EXERCISE PROMPT >>
Set down all of the entries word for word, omitting the images they contain.

═════ MATERIAL TO PROCESS ═════

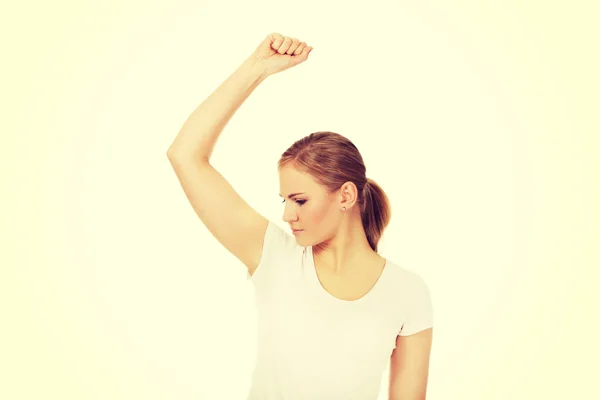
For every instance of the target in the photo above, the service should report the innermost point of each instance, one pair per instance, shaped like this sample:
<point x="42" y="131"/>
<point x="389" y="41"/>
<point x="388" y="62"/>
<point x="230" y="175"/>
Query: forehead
<point x="292" y="180"/>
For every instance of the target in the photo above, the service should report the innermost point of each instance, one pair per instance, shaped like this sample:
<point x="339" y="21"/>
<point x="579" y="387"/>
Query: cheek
<point x="317" y="214"/>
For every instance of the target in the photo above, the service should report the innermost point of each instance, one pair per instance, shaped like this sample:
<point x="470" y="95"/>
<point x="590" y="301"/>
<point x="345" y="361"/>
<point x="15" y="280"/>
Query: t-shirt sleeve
<point x="279" y="248"/>
<point x="419" y="307"/>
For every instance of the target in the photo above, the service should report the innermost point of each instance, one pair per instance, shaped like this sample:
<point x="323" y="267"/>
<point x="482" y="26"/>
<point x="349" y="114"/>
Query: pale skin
<point x="346" y="265"/>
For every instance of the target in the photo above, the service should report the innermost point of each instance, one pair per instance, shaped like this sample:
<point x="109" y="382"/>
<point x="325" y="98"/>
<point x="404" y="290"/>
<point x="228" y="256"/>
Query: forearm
<point x="198" y="135"/>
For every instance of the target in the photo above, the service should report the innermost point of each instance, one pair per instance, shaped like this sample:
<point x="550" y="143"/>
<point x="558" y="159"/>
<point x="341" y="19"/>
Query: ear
<point x="349" y="195"/>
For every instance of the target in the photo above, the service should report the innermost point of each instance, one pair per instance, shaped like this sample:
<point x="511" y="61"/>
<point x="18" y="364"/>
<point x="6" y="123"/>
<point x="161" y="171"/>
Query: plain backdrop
<point x="476" y="118"/>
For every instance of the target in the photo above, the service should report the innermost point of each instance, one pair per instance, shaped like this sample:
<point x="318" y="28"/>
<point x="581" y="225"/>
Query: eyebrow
<point x="291" y="195"/>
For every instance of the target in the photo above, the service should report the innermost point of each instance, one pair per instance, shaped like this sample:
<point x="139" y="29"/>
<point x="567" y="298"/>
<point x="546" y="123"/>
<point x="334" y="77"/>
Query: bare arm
<point x="409" y="366"/>
<point x="236" y="225"/>
<point x="199" y="134"/>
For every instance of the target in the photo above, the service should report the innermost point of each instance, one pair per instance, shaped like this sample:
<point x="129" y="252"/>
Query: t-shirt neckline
<point x="314" y="277"/>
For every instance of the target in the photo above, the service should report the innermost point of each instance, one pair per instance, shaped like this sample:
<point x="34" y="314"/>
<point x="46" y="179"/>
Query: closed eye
<point x="300" y="202"/>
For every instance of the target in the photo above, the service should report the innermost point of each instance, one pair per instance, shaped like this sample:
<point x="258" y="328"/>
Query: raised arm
<point x="236" y="225"/>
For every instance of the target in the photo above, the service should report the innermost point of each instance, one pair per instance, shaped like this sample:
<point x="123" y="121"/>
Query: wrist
<point x="254" y="68"/>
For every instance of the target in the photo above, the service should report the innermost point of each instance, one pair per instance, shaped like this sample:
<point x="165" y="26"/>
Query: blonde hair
<point x="332" y="160"/>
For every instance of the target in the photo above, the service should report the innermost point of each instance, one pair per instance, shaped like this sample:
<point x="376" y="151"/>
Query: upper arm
<point x="232" y="221"/>
<point x="409" y="366"/>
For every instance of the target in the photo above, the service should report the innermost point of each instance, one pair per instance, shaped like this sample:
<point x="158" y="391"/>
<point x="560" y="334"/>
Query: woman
<point x="332" y="312"/>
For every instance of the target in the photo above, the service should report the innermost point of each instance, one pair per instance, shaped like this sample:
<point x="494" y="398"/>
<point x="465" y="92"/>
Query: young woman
<point x="332" y="312"/>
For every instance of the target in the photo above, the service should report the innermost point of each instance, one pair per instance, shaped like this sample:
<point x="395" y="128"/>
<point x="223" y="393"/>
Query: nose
<point x="289" y="215"/>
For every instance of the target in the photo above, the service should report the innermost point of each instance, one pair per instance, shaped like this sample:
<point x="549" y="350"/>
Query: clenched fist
<point x="277" y="53"/>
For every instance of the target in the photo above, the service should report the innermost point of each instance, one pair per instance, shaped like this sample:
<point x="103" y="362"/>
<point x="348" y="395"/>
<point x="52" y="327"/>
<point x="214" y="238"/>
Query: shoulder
<point x="406" y="282"/>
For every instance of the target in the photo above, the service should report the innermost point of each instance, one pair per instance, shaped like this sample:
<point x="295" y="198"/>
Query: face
<point x="310" y="207"/>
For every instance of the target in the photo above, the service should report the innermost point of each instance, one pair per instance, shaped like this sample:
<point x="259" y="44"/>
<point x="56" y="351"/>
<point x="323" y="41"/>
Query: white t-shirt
<point x="312" y="345"/>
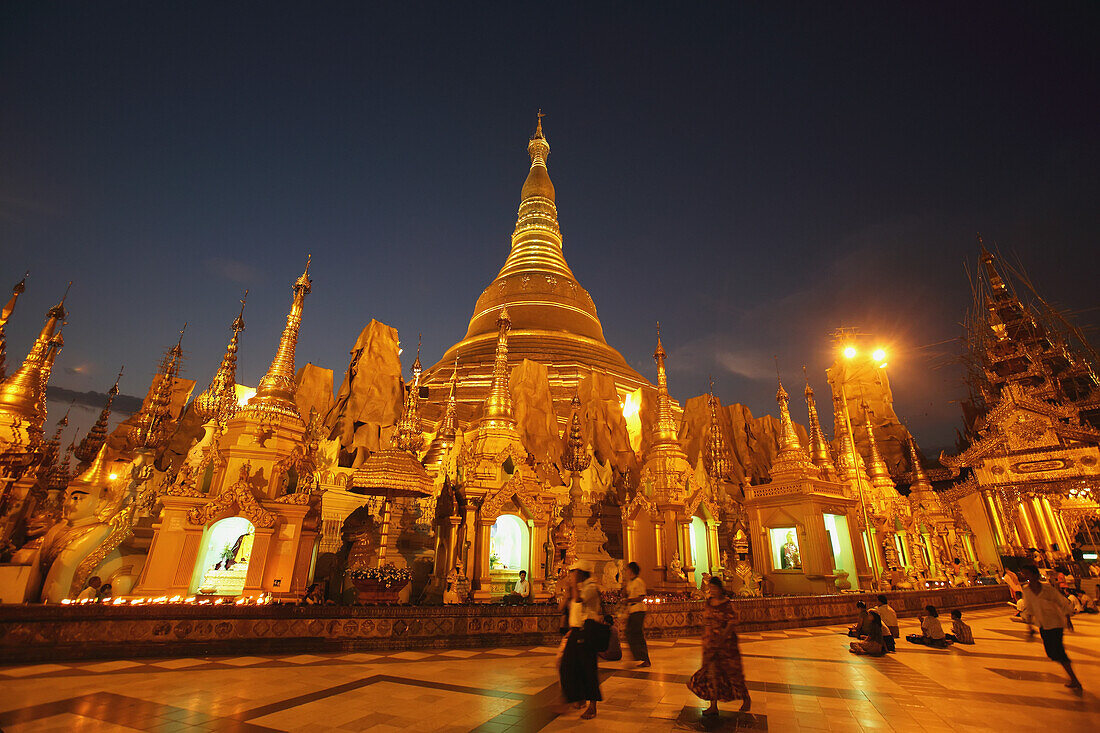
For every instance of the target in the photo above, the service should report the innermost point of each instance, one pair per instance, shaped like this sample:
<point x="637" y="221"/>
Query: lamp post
<point x="879" y="356"/>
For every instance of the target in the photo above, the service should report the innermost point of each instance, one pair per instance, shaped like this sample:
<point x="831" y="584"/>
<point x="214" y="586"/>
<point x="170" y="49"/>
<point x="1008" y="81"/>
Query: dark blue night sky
<point x="751" y="175"/>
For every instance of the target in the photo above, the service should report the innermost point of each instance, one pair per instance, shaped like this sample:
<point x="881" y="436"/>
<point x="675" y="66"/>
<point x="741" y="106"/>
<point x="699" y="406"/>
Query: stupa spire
<point x="218" y="402"/>
<point x="920" y="478"/>
<point x="275" y="395"/>
<point x="880" y="474"/>
<point x="19" y="394"/>
<point x="818" y="448"/>
<point x="97" y="435"/>
<point x="536" y="242"/>
<point x="6" y="314"/>
<point x="153" y="422"/>
<point x="664" y="428"/>
<point x="498" y="403"/>
<point x="409" y="434"/>
<point x="448" y="427"/>
<point x="791" y="459"/>
<point x="715" y="456"/>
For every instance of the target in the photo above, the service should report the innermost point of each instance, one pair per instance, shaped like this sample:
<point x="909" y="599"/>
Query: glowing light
<point x="243" y="394"/>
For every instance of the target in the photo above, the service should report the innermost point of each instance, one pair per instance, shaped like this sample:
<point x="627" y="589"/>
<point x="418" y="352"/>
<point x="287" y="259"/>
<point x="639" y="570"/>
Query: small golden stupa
<point x="553" y="318"/>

═════

ANSWER FOR THE TASK >>
For every instance of the target in the photo above, the service should report the innermost point of each instance, one pair per instance, shaped like this sample:
<point x="42" y="131"/>
<point x="389" y="41"/>
<point x="388" y="62"/>
<point x="230" y="175"/>
Query: forehead
<point x="292" y="180"/>
For every instance of the target in the photo above, the service should report the innermost point of each instance, one pair per instance, shaped like this sample:
<point x="339" y="21"/>
<point x="579" y="387"/>
Query: cheek
<point x="317" y="214"/>
For every instance of the target in the photo above, the service should report the innermost point of each instance, one pair per instance, shaped like this sample:
<point x="470" y="95"/>
<point x="590" y="301"/>
<point x="345" y="361"/>
<point x="15" y="280"/>
Query: t-shirt sleeve
<point x="279" y="248"/>
<point x="419" y="307"/>
For every instance of the target in the photo above, the service should report the innermost point of each instance, one pair per instance, shaped like this sample:
<point x="323" y="267"/>
<point x="482" y="26"/>
<point x="349" y="114"/>
Query: pale skin
<point x="346" y="265"/>
For every instance of the target in the photo above, the service should report the innermost point of each instance, one pair per instance, shaped like this sample:
<point x="109" y="382"/>
<point x="325" y="98"/>
<point x="404" y="290"/>
<point x="228" y="256"/>
Query: forearm
<point x="198" y="135"/>
For every instance of the target in the photo above, the service should report the innermost point of each instance, one pair per instance, shaped like this sample:
<point x="550" y="143"/>
<point x="558" y="159"/>
<point x="341" y="19"/>
Query: ear
<point x="349" y="195"/>
For every instance of the target in the photo above, the service should report the innermost point of each instance, one pair per instance, shaped like this sample:
<point x="511" y="61"/>
<point x="18" y="364"/>
<point x="6" y="123"/>
<point x="161" y="171"/>
Query: plain backdrop
<point x="476" y="118"/>
For every instance of the target in the photo above, the service should report the innermost point of each instance, one pair per instance, shaped like this sample:
<point x="318" y="28"/>
<point x="581" y="225"/>
Query: eyebrow
<point x="291" y="195"/>
For every instance of the target in the photo above, the service should report the innermost point of each instance, one pair per instance, shaped like this sample:
<point x="139" y="29"/>
<point x="567" y="298"/>
<point x="546" y="123"/>
<point x="334" y="77"/>
Query: bare arm
<point x="409" y="366"/>
<point x="236" y="225"/>
<point x="199" y="134"/>
For every instance of the target in the photo above, the service should report the innermost point of each instance, one pair per instance, shaped like this sample:
<point x="129" y="252"/>
Query: t-shirt neckline
<point x="314" y="277"/>
For every instance of the target in the photo above, the service should report the innermost point of each instance, one pair per instance, shaped like this sample:
<point x="34" y="314"/>
<point x="46" y="179"/>
Query: closed eye
<point x="300" y="202"/>
For every instance of the target in the photo above, the service should report the innermost point of each instance, one pair per instance, shaped like this sample:
<point x="258" y="328"/>
Query: raised arm
<point x="236" y="225"/>
For every instance of the target in the photo above, the service should report the innermost point of each instance, one pair per instance, shaped like this sample:
<point x="123" y="121"/>
Query: wrist
<point x="254" y="68"/>
For every instance of the target in the photo above, the service should report the innermost point of each instance, one pair per instance, shaped like this sample:
<point x="165" y="26"/>
Query: blonde hair
<point x="332" y="160"/>
For every instance of the target in the photo above, the service should report the innermost point of each instance, one pair per instance, shaped like this sample:
<point x="376" y="151"/>
Query: upper arm
<point x="232" y="221"/>
<point x="409" y="366"/>
For every instance of the target in the photo above, the service should report the innermost point of each instance, one pair per instance, shaped like this sample:
<point x="158" y="391"/>
<point x="560" y="334"/>
Query: woman
<point x="332" y="312"/>
For every instance of the target in the photo above, the service should report the innermost point of each instance, one pair per instance, shaped like this sample:
<point x="494" y="398"/>
<point x="465" y="92"/>
Query: young woman
<point x="332" y="312"/>
For every instance of the target in the photo above, the service should report the innermost point of each instance, one pair per instance, shaped like this sample:
<point x="395" y="128"/>
<point x="223" y="393"/>
Query: nose
<point x="289" y="215"/>
For every instance of the target in the photo above, the service should report the innermost point of each instance, one pair per instance, shaped like this sample:
<point x="549" y="350"/>
Query: clenched fist
<point x="277" y="53"/>
For every instance of the target in the photo above, the service should report the innermost point of each instance, one pair per instance, shaped like this sample:
<point x="103" y="362"/>
<point x="348" y="395"/>
<point x="52" y="327"/>
<point x="214" y="238"/>
Query: shoulder
<point x="406" y="282"/>
For every instance of the target in the photo above, the service should report the innermost point of each instance, one pair per instance, shaped like this sample:
<point x="295" y="198"/>
Query: face
<point x="310" y="207"/>
For every instance of the target in the photo above, the service should report the innermost point of each instance, one pair per instance, shaped like this sample:
<point x="259" y="44"/>
<point x="56" y="351"/>
<point x="323" y="41"/>
Query: white t-shirt
<point x="312" y="345"/>
For every instance of the target in the photo above, the service should report the innermost point of each instance, one pair per instance, shaped like this sample:
<point x="637" y="221"/>
Query: lamp post
<point x="879" y="356"/>
For every instance of the target in the photo above, the service should report the innermost point of each instance, one pair per instance, shaped like this sample:
<point x="831" y="584"/>
<point x="214" y="586"/>
<point x="170" y="49"/>
<point x="1008" y="81"/>
Query: dark blue night sky
<point x="751" y="175"/>
For every instance of the target in the photo above, the service should report the innermost point of each instance, one pair per instance, shaped like this sample:
<point x="881" y="436"/>
<point x="675" y="66"/>
<point x="741" y="106"/>
<point x="699" y="406"/>
Query: stupa spire
<point x="218" y="402"/>
<point x="920" y="478"/>
<point x="275" y="395"/>
<point x="880" y="474"/>
<point x="19" y="394"/>
<point x="818" y="448"/>
<point x="97" y="435"/>
<point x="536" y="242"/>
<point x="6" y="314"/>
<point x="153" y="422"/>
<point x="664" y="428"/>
<point x="498" y="403"/>
<point x="409" y="434"/>
<point x="448" y="427"/>
<point x="791" y="459"/>
<point x="715" y="456"/>
For every instance of the target in the photo above, the service should report the innermost point of each instance, one pair per instance, shaped like this sample:
<point x="909" y="599"/>
Query: glowing light
<point x="243" y="394"/>
For every instance of the target in the photo above, the service should report the innermost point of each instance, one pair per instance, shaped like this sample:
<point x="627" y="589"/>
<point x="418" y="352"/>
<point x="287" y="259"/>
<point x="639" y="570"/>
Query: small golden stupa
<point x="553" y="318"/>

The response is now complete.